**Work to complete**.
Copy all lines in the data that contain the string "background".

**Data to process**.
....
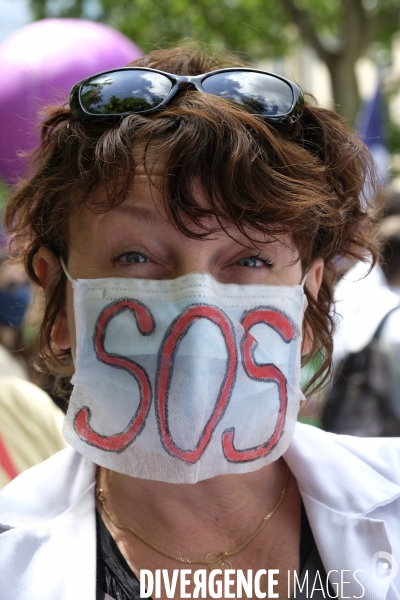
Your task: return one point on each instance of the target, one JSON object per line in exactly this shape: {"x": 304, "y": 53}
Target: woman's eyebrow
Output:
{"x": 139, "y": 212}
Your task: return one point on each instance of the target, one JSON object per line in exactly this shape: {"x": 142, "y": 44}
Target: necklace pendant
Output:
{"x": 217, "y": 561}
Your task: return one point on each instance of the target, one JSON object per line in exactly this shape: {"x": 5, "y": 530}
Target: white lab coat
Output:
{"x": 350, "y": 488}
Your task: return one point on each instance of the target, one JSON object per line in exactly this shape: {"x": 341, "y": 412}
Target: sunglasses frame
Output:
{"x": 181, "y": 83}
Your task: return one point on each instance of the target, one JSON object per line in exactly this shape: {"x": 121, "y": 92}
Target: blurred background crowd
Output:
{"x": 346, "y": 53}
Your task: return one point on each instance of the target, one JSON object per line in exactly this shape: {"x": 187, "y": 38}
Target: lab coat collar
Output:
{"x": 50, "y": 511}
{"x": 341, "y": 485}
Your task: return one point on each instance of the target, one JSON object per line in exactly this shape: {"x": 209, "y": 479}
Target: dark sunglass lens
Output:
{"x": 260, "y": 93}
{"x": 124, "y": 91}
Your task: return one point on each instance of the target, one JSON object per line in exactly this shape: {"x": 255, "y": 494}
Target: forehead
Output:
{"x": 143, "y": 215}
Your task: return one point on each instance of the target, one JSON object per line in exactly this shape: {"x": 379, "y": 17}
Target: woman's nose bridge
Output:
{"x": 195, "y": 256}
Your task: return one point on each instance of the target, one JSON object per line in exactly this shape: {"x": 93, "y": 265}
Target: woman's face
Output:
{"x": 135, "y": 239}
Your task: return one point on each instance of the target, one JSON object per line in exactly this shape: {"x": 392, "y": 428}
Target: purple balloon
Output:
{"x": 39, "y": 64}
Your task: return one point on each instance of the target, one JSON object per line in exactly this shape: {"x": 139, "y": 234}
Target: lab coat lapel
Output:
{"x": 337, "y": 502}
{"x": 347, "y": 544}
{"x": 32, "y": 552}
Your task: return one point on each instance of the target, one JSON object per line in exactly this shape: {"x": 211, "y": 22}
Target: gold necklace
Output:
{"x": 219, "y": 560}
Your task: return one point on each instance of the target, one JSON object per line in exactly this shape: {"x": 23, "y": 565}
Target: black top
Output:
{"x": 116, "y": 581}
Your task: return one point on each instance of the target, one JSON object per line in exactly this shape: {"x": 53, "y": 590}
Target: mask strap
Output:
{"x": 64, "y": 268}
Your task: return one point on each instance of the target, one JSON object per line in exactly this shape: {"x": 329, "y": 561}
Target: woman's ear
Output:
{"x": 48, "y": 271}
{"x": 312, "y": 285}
....
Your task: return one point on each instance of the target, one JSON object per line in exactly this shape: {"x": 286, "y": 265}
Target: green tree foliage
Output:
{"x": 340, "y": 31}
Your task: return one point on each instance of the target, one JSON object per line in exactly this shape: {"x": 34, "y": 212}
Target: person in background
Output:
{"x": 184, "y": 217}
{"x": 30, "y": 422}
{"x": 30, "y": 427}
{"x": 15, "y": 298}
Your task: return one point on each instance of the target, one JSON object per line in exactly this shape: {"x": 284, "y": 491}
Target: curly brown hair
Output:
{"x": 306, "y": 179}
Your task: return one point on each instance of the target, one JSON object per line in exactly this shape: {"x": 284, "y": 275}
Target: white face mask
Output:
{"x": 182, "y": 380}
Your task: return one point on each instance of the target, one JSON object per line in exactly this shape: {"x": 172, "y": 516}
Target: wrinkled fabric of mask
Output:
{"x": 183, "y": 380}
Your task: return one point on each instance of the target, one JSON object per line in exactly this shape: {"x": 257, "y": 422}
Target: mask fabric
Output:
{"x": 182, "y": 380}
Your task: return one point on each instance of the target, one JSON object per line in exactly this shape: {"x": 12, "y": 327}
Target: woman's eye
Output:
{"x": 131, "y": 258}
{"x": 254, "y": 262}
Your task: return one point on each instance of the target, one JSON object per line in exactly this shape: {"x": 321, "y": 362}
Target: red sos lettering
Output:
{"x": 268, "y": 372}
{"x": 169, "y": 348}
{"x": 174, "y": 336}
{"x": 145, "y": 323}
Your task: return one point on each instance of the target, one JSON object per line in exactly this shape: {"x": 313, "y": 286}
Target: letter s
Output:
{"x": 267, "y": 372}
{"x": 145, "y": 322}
....
**Result of the exercise**.
Target: blurred background crowd
Target: person in background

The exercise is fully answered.